⟨
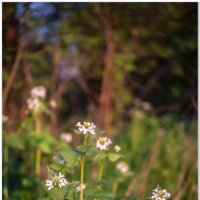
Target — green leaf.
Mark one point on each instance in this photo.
(102, 182)
(114, 156)
(96, 193)
(71, 156)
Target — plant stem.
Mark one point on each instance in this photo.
(115, 187)
(38, 151)
(82, 168)
(5, 187)
(100, 170)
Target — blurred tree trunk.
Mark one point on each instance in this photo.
(10, 40)
(105, 114)
(54, 90)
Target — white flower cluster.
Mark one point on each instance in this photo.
(67, 137)
(36, 94)
(86, 128)
(159, 194)
(81, 186)
(56, 182)
(103, 143)
(122, 167)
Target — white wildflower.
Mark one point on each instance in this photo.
(33, 104)
(86, 128)
(67, 137)
(53, 104)
(5, 118)
(122, 167)
(57, 181)
(117, 148)
(81, 186)
(103, 143)
(38, 92)
(160, 194)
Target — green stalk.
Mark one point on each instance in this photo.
(82, 168)
(5, 188)
(100, 170)
(115, 187)
(38, 151)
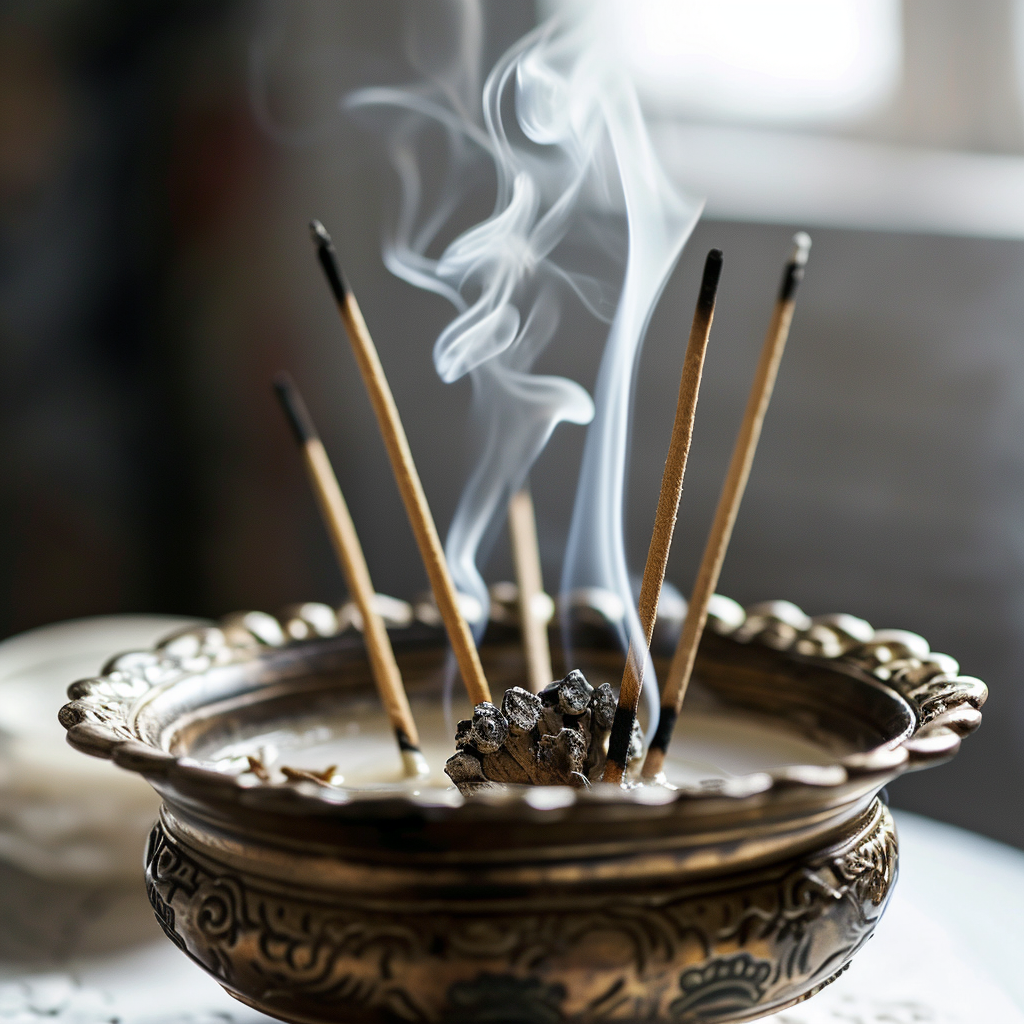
⟩
What you need to do:
Extract every line of the listing above verbatim, omitting the pictures.

Answer to this task:
Target — green leaf.
Mark one point on each instance in this photo.
(102, 182)
(114, 156)
(96, 193)
(71, 156)
Target — plant stem.
Mark one point on each instance in this photo.
(115, 187)
(38, 151)
(82, 168)
(5, 187)
(100, 170)
Target — blurred tree trunk.
Mark one point on each instance in this photo.
(10, 40)
(105, 114)
(54, 90)
Target — white flower cluster.
Mark one point on each instance in this photo.
(67, 137)
(36, 94)
(86, 128)
(159, 194)
(81, 186)
(56, 182)
(103, 143)
(122, 167)
Target — white wildflower.
Mark one point on each instance in this photo.
(33, 104)
(86, 128)
(67, 137)
(53, 104)
(5, 118)
(122, 167)
(57, 181)
(117, 148)
(81, 186)
(103, 143)
(38, 92)
(160, 194)
Target — green stalk.
Mark one point on each instance in this photo.
(82, 168)
(5, 188)
(100, 170)
(115, 187)
(38, 151)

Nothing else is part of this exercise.